Take the data below and copy exactly the lines starting at the one with "Put a marker on every instance of the gold canopy" and finishing at the one with "Put a marker on every instance of the woman in gold", both included.

Saved entries
┄┄┄┄┄┄┄┄┄┄┄┄┄┄┄┄┄┄┄┄
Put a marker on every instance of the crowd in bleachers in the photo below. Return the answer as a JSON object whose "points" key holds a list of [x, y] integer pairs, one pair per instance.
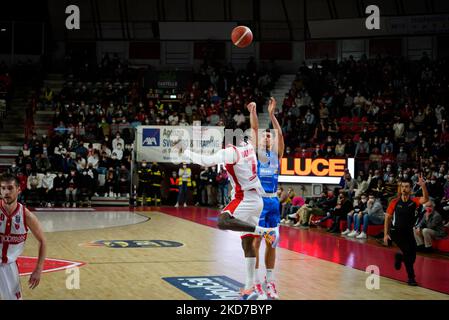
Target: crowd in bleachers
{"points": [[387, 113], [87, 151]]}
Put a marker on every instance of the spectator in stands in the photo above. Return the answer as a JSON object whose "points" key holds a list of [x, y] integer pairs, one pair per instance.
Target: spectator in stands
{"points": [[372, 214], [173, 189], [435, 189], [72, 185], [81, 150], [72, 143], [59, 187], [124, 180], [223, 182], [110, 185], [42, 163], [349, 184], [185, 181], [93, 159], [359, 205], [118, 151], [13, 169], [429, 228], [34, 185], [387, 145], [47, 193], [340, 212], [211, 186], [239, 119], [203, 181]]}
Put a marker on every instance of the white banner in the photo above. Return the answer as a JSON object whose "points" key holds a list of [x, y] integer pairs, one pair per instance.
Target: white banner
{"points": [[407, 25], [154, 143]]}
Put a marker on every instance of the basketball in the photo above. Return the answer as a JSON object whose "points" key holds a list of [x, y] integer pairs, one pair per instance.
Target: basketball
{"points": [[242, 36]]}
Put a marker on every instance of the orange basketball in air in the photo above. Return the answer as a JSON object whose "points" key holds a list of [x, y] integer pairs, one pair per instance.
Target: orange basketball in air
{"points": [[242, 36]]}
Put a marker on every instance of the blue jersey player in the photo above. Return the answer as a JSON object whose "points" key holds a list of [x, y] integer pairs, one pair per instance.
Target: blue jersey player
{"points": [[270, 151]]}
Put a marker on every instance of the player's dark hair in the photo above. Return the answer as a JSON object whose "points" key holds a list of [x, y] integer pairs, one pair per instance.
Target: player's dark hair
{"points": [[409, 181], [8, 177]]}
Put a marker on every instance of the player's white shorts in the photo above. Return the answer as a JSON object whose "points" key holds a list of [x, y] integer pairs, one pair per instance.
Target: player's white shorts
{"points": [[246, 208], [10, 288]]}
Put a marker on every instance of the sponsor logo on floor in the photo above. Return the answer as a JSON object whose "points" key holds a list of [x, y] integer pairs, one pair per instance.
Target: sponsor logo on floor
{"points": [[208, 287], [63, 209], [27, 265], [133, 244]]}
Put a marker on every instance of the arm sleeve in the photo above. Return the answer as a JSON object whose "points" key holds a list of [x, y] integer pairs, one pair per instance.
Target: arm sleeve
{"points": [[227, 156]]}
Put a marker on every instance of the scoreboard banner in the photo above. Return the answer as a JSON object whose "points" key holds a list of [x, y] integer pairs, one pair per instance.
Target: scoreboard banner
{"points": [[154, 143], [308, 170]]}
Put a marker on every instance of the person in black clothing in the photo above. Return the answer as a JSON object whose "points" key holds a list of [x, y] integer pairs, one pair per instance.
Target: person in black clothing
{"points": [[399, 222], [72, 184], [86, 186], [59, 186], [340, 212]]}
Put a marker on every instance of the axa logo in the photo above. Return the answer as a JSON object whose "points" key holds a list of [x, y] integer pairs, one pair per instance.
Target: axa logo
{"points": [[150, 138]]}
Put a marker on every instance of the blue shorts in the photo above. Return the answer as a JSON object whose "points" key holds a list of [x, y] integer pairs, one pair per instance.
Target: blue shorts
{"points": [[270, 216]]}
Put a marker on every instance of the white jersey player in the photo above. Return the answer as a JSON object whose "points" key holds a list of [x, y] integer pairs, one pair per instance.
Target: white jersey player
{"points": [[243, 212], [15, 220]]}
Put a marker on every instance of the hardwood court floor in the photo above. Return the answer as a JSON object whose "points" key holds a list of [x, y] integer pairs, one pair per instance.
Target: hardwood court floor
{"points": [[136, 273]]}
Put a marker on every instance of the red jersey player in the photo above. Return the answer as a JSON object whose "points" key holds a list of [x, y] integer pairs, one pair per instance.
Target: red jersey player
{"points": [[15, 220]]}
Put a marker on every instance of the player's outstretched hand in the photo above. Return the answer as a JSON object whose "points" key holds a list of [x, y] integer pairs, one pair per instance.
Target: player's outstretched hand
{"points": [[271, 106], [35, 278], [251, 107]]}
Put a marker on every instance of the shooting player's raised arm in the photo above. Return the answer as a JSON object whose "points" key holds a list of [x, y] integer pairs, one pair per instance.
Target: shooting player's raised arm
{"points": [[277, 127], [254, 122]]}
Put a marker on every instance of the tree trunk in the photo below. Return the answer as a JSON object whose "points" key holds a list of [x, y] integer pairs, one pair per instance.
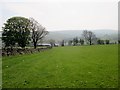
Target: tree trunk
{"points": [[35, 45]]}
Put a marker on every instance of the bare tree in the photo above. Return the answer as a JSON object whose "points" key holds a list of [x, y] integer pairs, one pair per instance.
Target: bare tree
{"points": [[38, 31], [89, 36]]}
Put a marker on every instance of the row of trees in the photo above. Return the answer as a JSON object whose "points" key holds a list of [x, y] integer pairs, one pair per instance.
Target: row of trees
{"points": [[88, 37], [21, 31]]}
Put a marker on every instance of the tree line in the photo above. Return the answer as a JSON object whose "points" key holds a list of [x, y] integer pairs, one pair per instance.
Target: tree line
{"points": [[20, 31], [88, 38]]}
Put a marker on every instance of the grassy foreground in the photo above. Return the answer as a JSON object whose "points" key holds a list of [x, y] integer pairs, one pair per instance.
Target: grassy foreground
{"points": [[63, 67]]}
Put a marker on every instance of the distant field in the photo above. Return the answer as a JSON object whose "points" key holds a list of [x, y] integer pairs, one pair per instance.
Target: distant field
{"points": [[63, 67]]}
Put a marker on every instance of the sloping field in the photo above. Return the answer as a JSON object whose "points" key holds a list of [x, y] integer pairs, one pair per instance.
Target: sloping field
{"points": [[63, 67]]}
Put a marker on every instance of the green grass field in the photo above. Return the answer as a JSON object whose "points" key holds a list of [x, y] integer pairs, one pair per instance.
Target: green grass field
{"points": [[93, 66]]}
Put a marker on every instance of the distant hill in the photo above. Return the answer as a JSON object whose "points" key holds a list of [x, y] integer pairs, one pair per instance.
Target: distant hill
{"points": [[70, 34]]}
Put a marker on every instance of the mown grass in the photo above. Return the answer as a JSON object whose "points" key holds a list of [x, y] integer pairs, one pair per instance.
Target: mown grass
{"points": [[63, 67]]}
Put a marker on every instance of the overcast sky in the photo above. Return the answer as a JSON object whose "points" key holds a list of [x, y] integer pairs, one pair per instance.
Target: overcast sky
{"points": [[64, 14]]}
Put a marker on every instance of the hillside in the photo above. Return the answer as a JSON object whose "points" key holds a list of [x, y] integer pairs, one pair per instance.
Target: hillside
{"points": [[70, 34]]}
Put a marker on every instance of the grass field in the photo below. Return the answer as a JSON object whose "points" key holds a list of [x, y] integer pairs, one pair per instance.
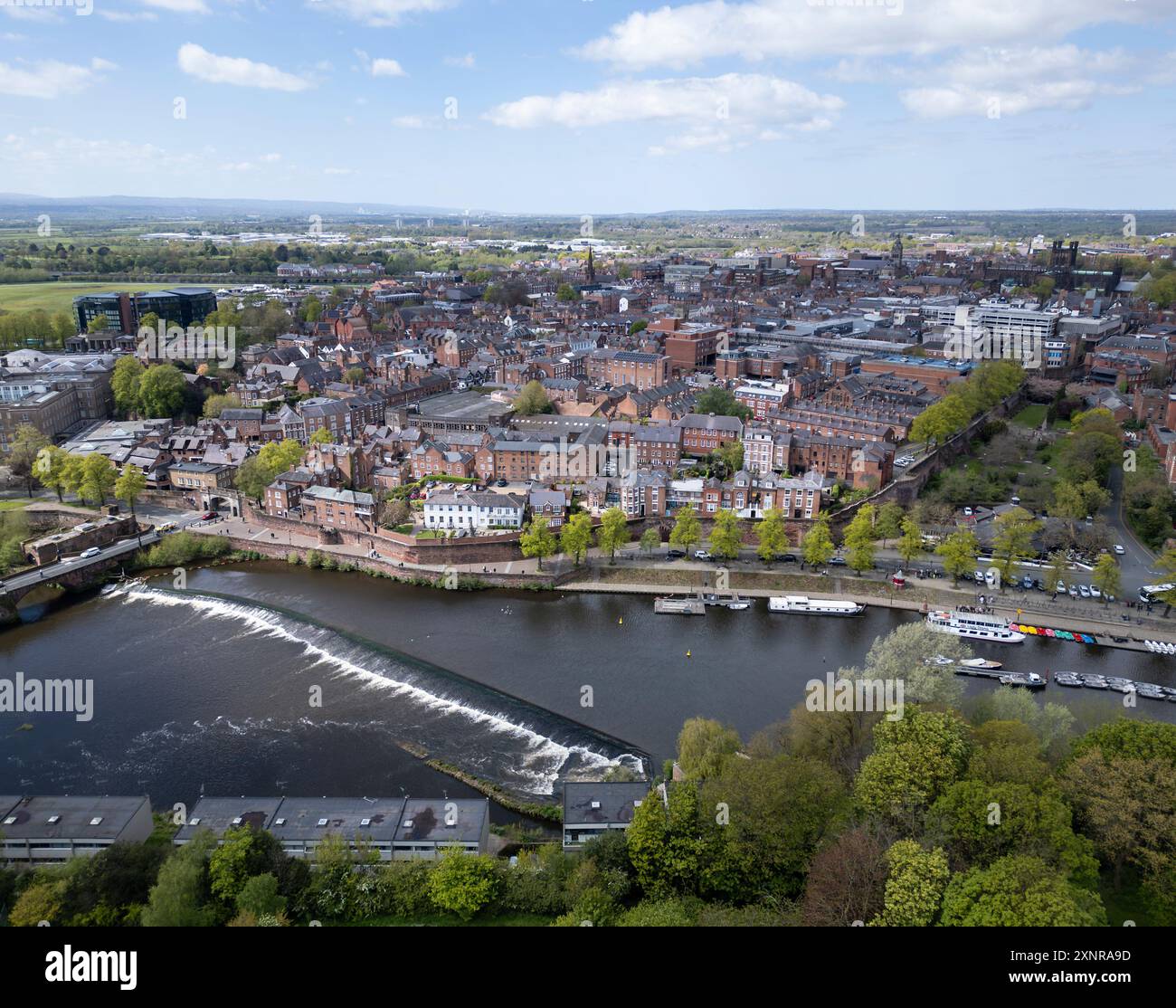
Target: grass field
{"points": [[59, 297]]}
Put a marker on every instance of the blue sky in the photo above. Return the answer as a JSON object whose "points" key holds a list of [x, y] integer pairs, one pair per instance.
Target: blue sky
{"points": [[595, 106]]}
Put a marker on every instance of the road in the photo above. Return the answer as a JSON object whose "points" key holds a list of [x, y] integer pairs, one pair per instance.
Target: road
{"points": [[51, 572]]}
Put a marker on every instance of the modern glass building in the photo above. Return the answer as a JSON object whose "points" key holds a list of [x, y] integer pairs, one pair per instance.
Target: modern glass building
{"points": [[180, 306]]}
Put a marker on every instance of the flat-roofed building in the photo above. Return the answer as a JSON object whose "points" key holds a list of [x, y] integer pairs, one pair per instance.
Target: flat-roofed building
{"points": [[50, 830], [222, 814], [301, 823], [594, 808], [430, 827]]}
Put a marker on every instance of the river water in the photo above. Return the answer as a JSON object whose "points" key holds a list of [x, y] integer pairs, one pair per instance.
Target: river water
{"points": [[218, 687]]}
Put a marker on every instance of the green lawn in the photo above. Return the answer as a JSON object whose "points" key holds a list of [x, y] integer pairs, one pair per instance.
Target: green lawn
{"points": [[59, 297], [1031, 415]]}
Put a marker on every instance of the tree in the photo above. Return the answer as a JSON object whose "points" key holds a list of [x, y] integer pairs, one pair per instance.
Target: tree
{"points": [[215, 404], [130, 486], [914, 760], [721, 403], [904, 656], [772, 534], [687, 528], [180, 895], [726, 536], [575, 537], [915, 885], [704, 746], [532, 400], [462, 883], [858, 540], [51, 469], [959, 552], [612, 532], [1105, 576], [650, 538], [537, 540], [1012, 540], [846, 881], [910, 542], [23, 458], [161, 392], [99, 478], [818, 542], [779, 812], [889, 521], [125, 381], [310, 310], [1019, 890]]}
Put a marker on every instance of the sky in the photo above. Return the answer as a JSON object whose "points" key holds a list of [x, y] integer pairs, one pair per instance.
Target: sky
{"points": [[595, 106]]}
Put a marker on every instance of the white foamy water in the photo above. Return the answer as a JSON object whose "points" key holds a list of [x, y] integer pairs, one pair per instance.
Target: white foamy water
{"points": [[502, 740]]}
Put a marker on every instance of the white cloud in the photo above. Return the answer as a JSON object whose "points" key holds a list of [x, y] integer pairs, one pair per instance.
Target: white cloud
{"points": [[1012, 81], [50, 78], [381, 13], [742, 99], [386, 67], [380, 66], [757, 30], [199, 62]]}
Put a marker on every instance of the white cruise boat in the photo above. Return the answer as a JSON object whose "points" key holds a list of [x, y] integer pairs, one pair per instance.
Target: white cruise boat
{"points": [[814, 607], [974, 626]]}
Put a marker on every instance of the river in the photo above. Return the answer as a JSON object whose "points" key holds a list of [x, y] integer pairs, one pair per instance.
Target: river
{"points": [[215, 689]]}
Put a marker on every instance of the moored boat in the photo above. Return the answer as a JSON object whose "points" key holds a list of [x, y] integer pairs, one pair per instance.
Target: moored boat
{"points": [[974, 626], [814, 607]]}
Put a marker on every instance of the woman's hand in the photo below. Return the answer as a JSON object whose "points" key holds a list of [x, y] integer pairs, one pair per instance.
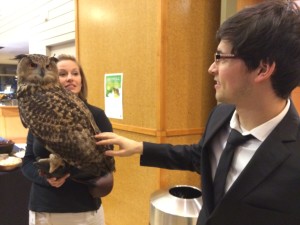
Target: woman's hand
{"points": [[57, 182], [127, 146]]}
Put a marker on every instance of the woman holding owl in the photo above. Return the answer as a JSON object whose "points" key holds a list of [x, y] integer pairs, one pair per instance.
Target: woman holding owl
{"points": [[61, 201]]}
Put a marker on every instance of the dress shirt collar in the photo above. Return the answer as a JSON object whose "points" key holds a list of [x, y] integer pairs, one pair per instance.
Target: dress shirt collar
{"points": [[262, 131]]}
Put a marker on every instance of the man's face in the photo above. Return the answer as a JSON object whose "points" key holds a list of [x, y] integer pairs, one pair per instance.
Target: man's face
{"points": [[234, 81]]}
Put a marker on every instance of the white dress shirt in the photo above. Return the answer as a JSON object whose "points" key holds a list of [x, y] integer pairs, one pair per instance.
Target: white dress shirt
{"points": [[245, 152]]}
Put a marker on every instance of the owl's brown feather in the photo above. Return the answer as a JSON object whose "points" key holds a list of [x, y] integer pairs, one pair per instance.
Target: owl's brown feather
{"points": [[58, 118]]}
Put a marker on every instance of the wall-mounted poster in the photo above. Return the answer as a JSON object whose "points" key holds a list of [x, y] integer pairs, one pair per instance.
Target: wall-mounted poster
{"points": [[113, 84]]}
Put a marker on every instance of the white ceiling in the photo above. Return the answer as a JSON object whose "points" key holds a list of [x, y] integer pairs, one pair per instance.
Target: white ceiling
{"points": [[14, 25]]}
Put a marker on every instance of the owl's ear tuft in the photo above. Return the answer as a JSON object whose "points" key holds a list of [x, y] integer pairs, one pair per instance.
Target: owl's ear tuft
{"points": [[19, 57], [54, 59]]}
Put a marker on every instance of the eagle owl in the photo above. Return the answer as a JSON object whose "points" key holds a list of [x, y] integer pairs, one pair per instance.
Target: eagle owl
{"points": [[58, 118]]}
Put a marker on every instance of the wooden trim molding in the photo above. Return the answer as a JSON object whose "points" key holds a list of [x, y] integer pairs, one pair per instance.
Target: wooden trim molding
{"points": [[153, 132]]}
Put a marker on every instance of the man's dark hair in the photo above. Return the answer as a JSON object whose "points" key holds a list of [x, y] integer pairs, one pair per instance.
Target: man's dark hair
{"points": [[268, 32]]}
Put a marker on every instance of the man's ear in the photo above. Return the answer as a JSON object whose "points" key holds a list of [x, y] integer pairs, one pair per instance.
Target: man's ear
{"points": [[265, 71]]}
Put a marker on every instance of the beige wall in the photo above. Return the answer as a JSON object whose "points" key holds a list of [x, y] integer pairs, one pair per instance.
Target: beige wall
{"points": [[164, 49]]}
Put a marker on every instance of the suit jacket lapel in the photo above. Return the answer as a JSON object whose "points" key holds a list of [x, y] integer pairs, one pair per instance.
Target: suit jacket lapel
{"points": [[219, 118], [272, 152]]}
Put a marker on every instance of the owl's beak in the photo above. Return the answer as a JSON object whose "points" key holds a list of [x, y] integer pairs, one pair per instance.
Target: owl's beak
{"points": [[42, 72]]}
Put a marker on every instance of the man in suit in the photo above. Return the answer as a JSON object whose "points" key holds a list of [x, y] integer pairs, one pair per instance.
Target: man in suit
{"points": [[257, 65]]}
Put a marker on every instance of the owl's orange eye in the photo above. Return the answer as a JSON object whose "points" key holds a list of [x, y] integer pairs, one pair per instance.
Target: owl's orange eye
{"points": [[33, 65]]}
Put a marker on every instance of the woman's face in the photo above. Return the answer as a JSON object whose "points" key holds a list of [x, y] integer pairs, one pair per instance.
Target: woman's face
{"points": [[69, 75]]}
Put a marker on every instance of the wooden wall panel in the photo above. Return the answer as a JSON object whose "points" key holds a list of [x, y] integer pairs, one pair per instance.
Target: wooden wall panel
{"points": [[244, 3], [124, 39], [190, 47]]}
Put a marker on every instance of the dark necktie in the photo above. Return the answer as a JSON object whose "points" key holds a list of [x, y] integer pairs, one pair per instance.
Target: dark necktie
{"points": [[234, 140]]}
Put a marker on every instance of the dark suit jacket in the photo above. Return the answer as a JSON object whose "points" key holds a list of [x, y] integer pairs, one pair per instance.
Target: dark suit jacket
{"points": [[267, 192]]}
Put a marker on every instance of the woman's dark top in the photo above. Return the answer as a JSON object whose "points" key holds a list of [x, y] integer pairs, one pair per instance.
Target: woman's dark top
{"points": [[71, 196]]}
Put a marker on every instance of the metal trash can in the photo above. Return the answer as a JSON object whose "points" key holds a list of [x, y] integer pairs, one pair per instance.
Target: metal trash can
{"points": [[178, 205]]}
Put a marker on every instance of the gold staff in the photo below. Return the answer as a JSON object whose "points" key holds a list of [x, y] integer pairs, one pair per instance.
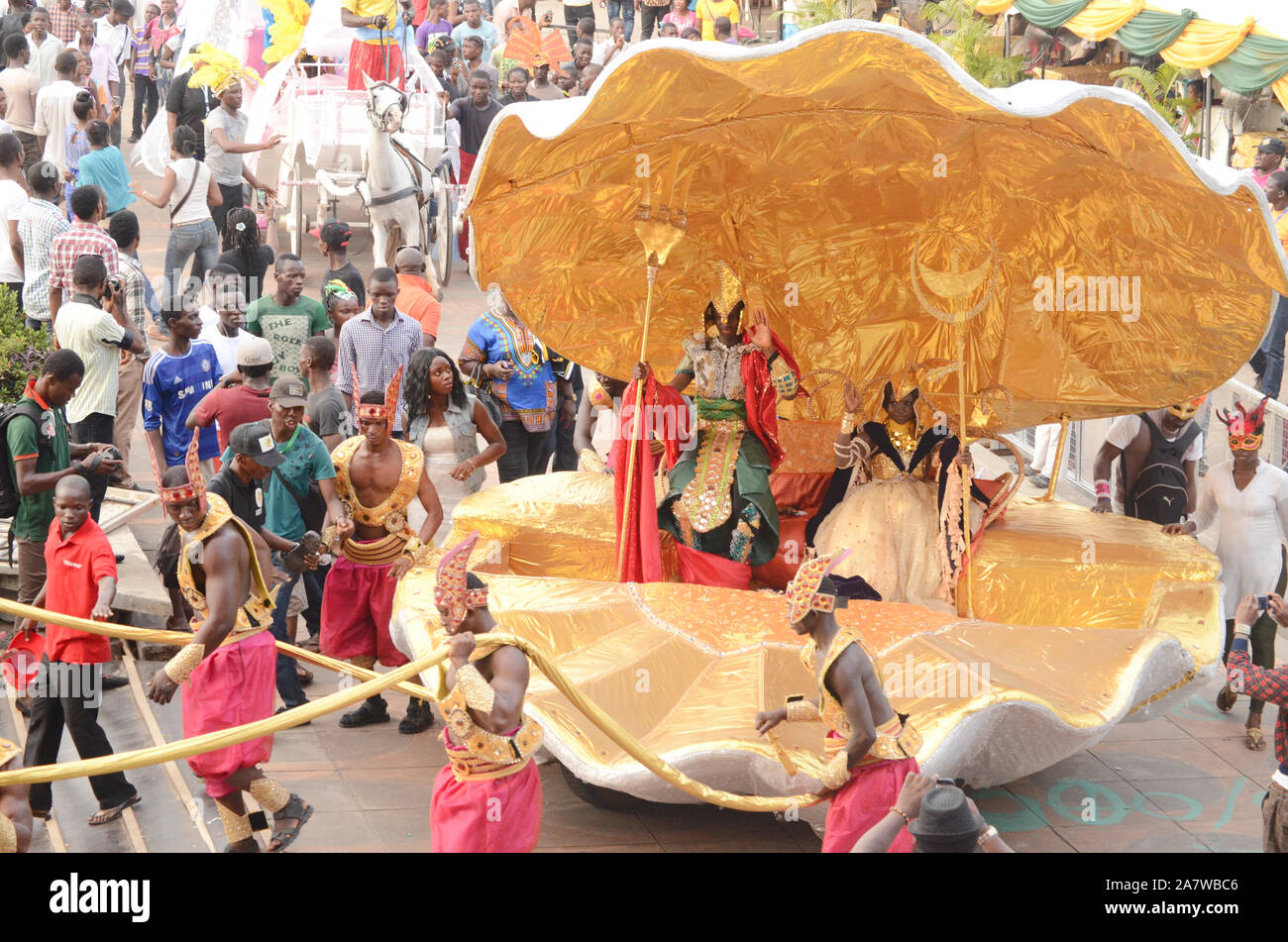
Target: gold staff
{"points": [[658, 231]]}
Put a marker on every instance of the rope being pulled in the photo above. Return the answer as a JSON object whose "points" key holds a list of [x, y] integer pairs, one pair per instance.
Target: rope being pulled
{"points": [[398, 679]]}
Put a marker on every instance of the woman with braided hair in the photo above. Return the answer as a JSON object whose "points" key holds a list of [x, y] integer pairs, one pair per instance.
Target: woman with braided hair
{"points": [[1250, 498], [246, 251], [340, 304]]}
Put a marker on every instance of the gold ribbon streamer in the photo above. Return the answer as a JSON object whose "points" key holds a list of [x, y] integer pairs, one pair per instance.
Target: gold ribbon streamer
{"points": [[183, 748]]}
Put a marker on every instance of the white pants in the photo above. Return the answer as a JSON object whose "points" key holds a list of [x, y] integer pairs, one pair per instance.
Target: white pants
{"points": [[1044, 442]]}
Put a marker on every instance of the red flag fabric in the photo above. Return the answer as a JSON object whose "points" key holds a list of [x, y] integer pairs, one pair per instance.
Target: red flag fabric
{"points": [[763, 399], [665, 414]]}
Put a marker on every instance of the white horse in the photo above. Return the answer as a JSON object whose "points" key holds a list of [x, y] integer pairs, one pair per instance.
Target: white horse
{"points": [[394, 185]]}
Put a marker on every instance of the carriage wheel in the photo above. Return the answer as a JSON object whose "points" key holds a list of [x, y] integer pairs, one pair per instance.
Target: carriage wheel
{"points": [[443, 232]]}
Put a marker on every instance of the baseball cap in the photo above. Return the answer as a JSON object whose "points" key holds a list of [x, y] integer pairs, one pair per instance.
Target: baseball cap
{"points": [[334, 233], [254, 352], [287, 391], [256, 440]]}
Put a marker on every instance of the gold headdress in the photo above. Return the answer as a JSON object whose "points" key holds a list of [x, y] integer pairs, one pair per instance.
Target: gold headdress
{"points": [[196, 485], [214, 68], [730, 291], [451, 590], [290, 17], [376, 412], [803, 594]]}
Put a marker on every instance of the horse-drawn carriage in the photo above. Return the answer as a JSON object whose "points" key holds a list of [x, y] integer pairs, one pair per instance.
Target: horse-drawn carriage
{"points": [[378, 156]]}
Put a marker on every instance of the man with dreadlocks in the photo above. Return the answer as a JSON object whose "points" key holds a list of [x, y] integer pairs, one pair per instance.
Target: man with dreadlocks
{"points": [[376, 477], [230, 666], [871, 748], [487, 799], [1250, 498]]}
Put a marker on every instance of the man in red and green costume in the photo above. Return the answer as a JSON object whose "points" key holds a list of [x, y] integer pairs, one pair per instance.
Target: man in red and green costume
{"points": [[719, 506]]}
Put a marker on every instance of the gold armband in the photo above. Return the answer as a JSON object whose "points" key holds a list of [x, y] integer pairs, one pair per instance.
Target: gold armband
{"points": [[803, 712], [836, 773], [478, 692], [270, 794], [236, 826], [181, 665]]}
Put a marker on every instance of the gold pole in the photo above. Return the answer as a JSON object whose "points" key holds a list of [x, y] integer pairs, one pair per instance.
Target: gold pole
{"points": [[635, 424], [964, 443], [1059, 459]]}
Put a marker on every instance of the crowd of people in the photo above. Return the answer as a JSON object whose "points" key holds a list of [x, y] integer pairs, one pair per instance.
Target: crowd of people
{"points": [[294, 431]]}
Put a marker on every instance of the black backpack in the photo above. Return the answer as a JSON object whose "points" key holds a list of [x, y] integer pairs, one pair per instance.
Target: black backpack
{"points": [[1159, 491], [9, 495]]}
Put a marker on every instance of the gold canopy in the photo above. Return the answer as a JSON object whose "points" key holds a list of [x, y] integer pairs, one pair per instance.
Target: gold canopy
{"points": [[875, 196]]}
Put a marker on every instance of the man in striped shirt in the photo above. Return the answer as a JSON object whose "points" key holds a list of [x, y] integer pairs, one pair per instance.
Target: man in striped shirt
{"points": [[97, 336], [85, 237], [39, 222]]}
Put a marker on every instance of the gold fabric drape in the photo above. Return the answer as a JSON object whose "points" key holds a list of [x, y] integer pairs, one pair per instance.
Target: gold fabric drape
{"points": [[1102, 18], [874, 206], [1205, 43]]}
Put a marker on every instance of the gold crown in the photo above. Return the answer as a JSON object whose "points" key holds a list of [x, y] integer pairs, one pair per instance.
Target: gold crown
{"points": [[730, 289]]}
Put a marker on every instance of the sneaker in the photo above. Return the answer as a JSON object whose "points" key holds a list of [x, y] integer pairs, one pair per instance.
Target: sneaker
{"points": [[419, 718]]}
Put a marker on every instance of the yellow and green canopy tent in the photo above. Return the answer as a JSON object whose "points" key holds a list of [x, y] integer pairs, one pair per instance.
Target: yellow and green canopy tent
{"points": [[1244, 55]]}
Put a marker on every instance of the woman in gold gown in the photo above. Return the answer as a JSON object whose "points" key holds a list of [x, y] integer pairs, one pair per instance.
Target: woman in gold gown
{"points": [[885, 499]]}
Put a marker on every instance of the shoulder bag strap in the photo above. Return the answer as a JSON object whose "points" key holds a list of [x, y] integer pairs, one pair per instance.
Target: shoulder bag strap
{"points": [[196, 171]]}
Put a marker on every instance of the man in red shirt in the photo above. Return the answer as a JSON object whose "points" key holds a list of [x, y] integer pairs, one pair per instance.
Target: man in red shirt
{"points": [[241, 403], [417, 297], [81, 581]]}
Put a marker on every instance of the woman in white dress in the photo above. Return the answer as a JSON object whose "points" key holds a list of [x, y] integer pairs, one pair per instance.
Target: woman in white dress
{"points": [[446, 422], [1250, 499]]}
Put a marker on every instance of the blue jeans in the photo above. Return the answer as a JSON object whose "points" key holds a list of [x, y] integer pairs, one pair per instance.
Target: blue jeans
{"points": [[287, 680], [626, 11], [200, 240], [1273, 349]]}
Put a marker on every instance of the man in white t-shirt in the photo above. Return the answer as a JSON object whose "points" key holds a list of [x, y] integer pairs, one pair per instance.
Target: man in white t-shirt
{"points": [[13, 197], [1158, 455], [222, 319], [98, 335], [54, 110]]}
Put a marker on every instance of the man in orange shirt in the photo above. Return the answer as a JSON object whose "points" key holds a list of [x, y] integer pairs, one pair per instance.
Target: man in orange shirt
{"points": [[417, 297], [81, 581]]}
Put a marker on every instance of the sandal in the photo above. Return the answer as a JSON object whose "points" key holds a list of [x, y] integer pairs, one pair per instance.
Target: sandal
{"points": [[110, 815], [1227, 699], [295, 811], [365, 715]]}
┄┄┄┄┄┄┄┄┄┄┄┄┄┄┄┄┄┄┄┄
Output for this exercise |
Put a marker on every instance of the gold canopy in the photo above. Return the answer as a JSON object whose "points" key holds a list of [x, y] integer pairs, one pair per instance.
Target: gold canopy
{"points": [[875, 196]]}
Put a marker on every instance of the man in striped shirt in the photo above. Return the answer as a JSON object whose "points" key holds a list of [x, y] integer pairs, one pair per instance.
Target: man in striped shirt
{"points": [[97, 336], [85, 237], [39, 222]]}
Put a marker on every instance of the gold fabric drape in the photo above. Return the answer as a JSON object whose "points" key holds a list of [x, y] integer pairs, one pair per instance.
Target: gold fabric drape
{"points": [[1102, 18], [874, 206], [1205, 43]]}
Put a marker on every instance of the gold crown in the photo above. Return the answer as a JSON object whose "points" key holds a list of [x, y] integer pairs, one pair per instance.
Target: gold crown
{"points": [[730, 289]]}
Put a marker on every instance of the sneaker in the photo above. Return the answer as a JSON object whose "points" key holds a list of [x, y] integer pairs, one pair per instance.
Target: sneaker
{"points": [[419, 718]]}
Put a marker on every instance of the yellow and green canopy tent in the photo above. Return the answer as a JSON object whose "points" key holds a list of [x, y] integer pairs, one pair per instance.
Target: yellow and green canopy tent
{"points": [[1244, 55]]}
Put a marker on every instance of the woman in gold gown in the photo above. Return the answer as a JSON object whose "points" key holds a list of [x, y] integer pairs, one pair per instance.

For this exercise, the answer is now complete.